To do: For the word "girl", count the lines below that contain it. Give the number alone.

Records for this task:
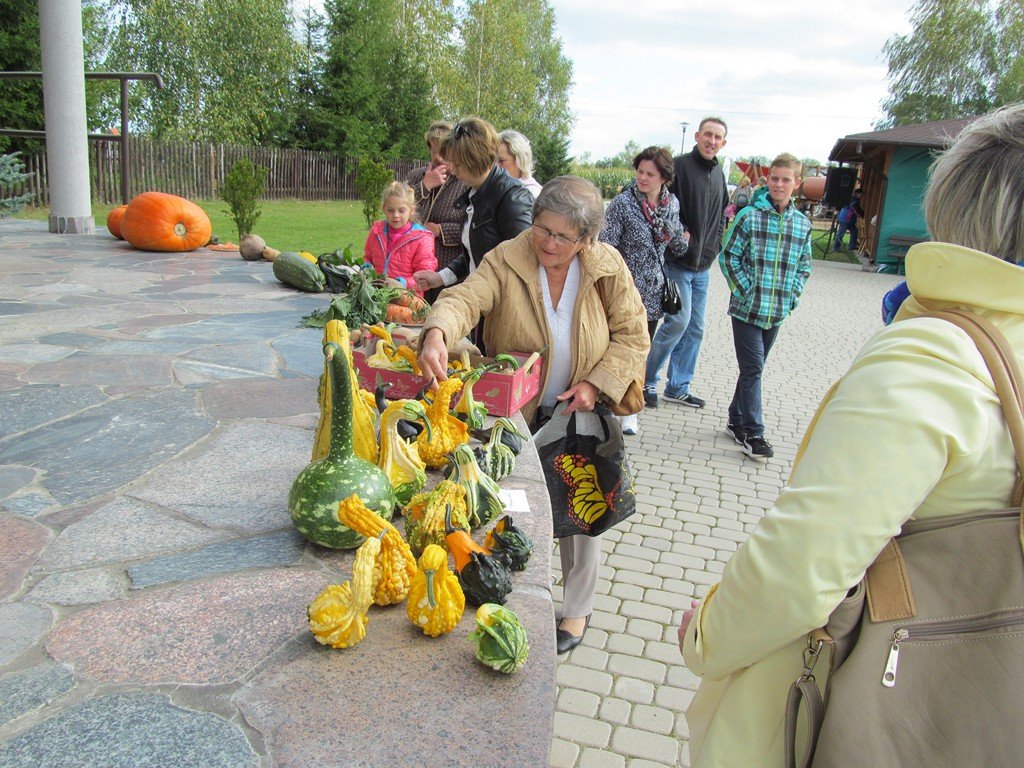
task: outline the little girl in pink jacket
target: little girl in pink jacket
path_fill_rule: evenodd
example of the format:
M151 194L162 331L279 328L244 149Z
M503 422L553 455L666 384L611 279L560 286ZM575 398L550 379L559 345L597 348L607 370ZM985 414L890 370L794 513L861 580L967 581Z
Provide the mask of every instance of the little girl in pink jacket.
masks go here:
M418 270L437 271L434 235L414 222L416 193L405 182L393 181L381 196L384 220L374 222L366 236L363 258L366 263L403 288L422 295L413 280Z

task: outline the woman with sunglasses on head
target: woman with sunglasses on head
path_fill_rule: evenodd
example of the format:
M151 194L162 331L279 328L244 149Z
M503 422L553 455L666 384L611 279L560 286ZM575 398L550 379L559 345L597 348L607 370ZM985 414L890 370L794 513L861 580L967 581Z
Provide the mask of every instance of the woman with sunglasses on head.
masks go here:
M421 290L464 280L484 254L530 227L533 195L498 167L500 144L494 126L479 117L463 118L441 142L441 156L449 170L469 187L456 203L466 212L463 252L440 272L417 272Z
M448 349L486 316L491 353L543 350L540 395L523 407L531 429L562 402L566 413L591 411L599 402L640 410L650 339L626 265L597 240L603 221L601 193L589 181L549 181L534 203L531 228L488 253L434 304L420 336L424 374L446 378ZM560 539L559 553L564 597L556 639L566 653L590 621L600 537Z

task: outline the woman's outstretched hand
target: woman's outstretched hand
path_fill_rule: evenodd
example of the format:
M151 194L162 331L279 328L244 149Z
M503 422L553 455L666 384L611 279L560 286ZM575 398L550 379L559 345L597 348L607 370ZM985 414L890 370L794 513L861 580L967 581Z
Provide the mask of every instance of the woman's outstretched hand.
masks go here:
M597 387L589 381L581 381L579 384L569 387L558 396L558 401L572 400L565 408L565 413L573 411L592 411L594 403L597 402Z
M448 347L440 328L431 328L420 336L419 364L431 389L437 389L437 383L448 378Z
M679 622L679 650L683 650L683 644L686 642L686 630L690 628L690 622L693 621L694 615L697 613L697 608L700 606L699 600L690 601L690 609L683 611L683 620Z

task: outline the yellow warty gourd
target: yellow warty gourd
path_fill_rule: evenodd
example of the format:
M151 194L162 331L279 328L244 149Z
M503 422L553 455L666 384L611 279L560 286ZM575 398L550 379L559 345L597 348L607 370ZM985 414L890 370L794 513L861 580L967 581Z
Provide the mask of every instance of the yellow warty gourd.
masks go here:
M466 609L466 596L458 577L448 570L448 553L428 544L419 566L405 604L409 621L430 637L451 632Z
M359 376L352 364L352 345L349 343L348 327L341 320L331 320L324 327L324 346L337 344L348 357L348 367L352 377L352 447L356 456L377 463L377 409L373 402L373 393L359 388ZM356 393L359 396L356 396ZM366 396L369 395L369 402ZM331 443L331 380L327 373L327 362L320 376L320 387L317 390L320 402L320 421L316 426L313 438L313 461L327 455Z
M373 564L373 602L376 605L394 605L405 600L416 573L416 558L398 529L363 504L358 495L350 496L338 505L338 519L342 525L367 539L380 541Z
M462 382L459 379L442 381L435 393L434 402L427 407L432 433L427 435L425 430L420 432L416 443L420 448L420 458L431 469L443 467L446 453L469 442L469 428L450 413L452 396L461 389Z
M306 607L309 630L318 643L351 648L366 637L367 613L373 605L374 563L379 539L367 539L356 551L352 580L331 584Z

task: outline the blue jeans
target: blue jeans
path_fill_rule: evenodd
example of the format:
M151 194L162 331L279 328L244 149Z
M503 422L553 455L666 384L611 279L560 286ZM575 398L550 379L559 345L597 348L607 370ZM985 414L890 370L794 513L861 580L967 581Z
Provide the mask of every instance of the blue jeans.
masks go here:
M833 251L838 251L843 246L843 235L849 231L850 233L850 250L857 250L857 222L845 222L840 221L836 228L836 241L835 245L832 246Z
M676 314L665 315L661 327L651 340L644 386L647 389L657 388L658 371L668 360L665 391L682 396L690 391L693 372L697 368L697 353L704 340L704 307L708 302L709 270L693 272L666 263L665 274L679 288L683 306Z
M764 362L768 359L768 352L775 343L780 327L758 328L732 318L732 340L736 347L740 377L736 380L736 391L729 403L729 424L750 437L764 436L761 372L764 371Z

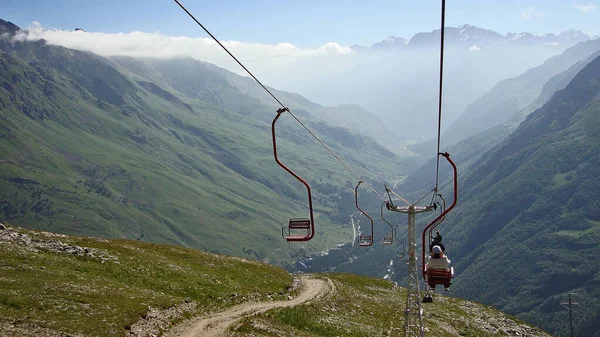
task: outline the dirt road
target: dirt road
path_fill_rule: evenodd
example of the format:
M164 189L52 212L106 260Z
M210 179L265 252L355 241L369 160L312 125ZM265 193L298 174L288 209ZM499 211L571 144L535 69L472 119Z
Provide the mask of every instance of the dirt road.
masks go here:
M322 297L335 291L331 280L320 280L308 275L300 277L302 285L300 293L289 301L276 301L264 303L244 303L225 311L214 313L207 317L199 317L175 327L167 333L168 336L181 337L221 337L226 336L227 329L238 320L262 313L274 308L293 307L310 300Z

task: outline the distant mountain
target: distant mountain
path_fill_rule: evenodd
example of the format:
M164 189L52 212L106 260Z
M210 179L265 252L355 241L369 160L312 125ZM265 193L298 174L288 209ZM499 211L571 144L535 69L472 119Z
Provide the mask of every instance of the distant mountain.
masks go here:
M444 133L445 144L455 144L506 122L518 111L533 103L551 77L598 50L600 40L581 42L522 75L499 82L458 116ZM529 112L531 111L533 110Z
M502 35L489 29L482 29L470 25L459 27L446 27L446 36L444 43L448 45L466 44L466 45L488 45L503 41ZM440 44L440 30L434 30L430 33L418 33L413 36L408 45L410 47L431 47Z
M466 172L473 169L472 165L477 163L480 157L486 152L494 148L498 143L510 135L525 118L533 111L541 108L550 98L558 91L564 89L569 82L591 61L600 56L600 50L587 58L575 63L569 69L553 76L546 84L543 85L538 98L533 103L517 111L513 110L512 117L508 118L504 123L490 127L478 134L469 136L460 140L453 145L444 145L444 151L452 154L453 160L457 163L459 171ZM518 85L519 82L514 82ZM510 106L513 96L504 96L504 102L499 101L500 106ZM509 109L509 108L507 108ZM508 114L507 114L508 115ZM443 143L446 143L445 136L442 136ZM410 146L409 149L421 153L423 156L433 153L436 144L427 142ZM421 163L425 161L421 159ZM418 161L417 161L418 162ZM427 178L435 174L435 158L426 160L424 164L415 167L415 170L410 174L404 183L401 185L403 191L419 195L426 193L427 189L431 188Z
M267 83L302 93L320 104L363 106L385 121L402 140L396 147L404 148L434 139L437 134L434 121L439 82L439 34L440 30L419 33L408 43L402 38L388 37L371 47L354 47L353 54L298 61L289 67L265 71L261 77ZM541 37L526 33L503 36L469 25L448 27L442 131L448 130L469 104L498 82L538 67L548 58L586 39L589 36L579 32ZM568 66L557 69L545 80ZM536 85L543 85L545 80ZM529 89L535 90L539 87ZM531 101L538 93L531 95Z
M593 40L593 38L590 37L589 35L581 32L580 30L574 30L574 29L566 30L566 31L558 34L558 36L556 38L558 39L558 42L560 42L560 43L571 44L571 45L576 44L578 42Z
M389 36L381 42L377 42L371 46L373 50L393 50L404 48L408 45L408 41L402 37Z
M225 109L252 115L265 121L272 118L272 111L278 106L256 82L249 78L231 73L213 64L192 58L176 60L145 59L143 63L128 57L111 57L121 67L136 73L148 80L166 81L166 85L184 93L190 99L220 106ZM157 72L148 77L152 72ZM201 80L198 80L201 79ZM138 82L139 83L139 82ZM394 148L382 139L383 135L396 138L385 123L379 118L357 105L340 105L324 107L296 94L269 88L284 101L295 114L303 118L321 120L331 125L345 127L354 133L368 136L390 150ZM243 95L240 95L242 93ZM228 98L228 99L225 99ZM271 106L271 110L252 109L257 103ZM395 151L408 153L408 151Z
M458 27L446 27L445 44L448 46L463 45L466 47L477 46L479 48L489 48L494 46L519 46L519 45L546 45L563 46L563 48L572 46L579 42L590 40L591 37L579 30L567 30L558 35L549 33L545 35L533 35L527 32L507 33L501 35L490 29L479 28L468 24ZM370 48L354 46L356 51L366 50L397 50L403 47L422 48L439 47L440 30L432 32L422 32L415 34L410 40L401 37L389 36L381 42L373 44Z
M538 98L509 118L501 127L513 131L531 112L541 108L559 90L564 89L585 66L600 56L600 46L596 52L572 65L569 69L554 75L544 84Z
M14 35L19 30L21 30L21 28L19 28L14 23L0 19L0 35L2 35L2 34Z
M414 156L408 148L397 147L402 140L388 129L379 116L356 104L342 104L334 107L314 109L317 118L329 124L339 125L366 135L390 151L402 156Z

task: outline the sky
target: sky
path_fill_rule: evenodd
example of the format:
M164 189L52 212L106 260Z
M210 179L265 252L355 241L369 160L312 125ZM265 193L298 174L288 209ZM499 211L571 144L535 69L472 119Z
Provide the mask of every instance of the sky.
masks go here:
M440 1L422 0L181 0L219 39L289 43L317 49L329 42L370 46L387 36L410 39L438 29ZM470 24L501 34L536 35L568 29L600 35L600 0L457 0L446 5L447 26ZM204 37L170 0L2 0L0 18L21 28Z

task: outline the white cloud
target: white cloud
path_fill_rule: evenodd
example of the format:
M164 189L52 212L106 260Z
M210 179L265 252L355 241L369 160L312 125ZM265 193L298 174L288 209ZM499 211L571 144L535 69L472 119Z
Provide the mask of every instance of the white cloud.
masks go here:
M480 51L481 48L477 47L477 45L472 45L471 47L469 47L469 51Z
M528 7L519 12L519 17L523 20L538 19L544 16L544 13L538 11L534 7Z
M210 62L239 74L246 73L210 38L167 36L156 33L95 33L44 29L34 22L28 32L15 36L19 40L44 39L49 44L67 48L91 51L102 56L132 56L172 58L189 56ZM221 41L250 71L260 72L285 64L321 56L340 56L353 51L335 42L329 42L316 49L302 49L291 43L261 44L240 41Z
M575 8L577 8L578 10L580 10L584 13L589 13L589 12L593 11L594 9L598 8L598 6L596 6L594 4L580 5L576 2L573 2L573 6L575 6Z

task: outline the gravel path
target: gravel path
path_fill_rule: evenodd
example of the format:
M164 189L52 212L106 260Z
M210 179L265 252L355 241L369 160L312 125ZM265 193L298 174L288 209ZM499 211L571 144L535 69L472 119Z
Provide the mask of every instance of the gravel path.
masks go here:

Expected answer: 3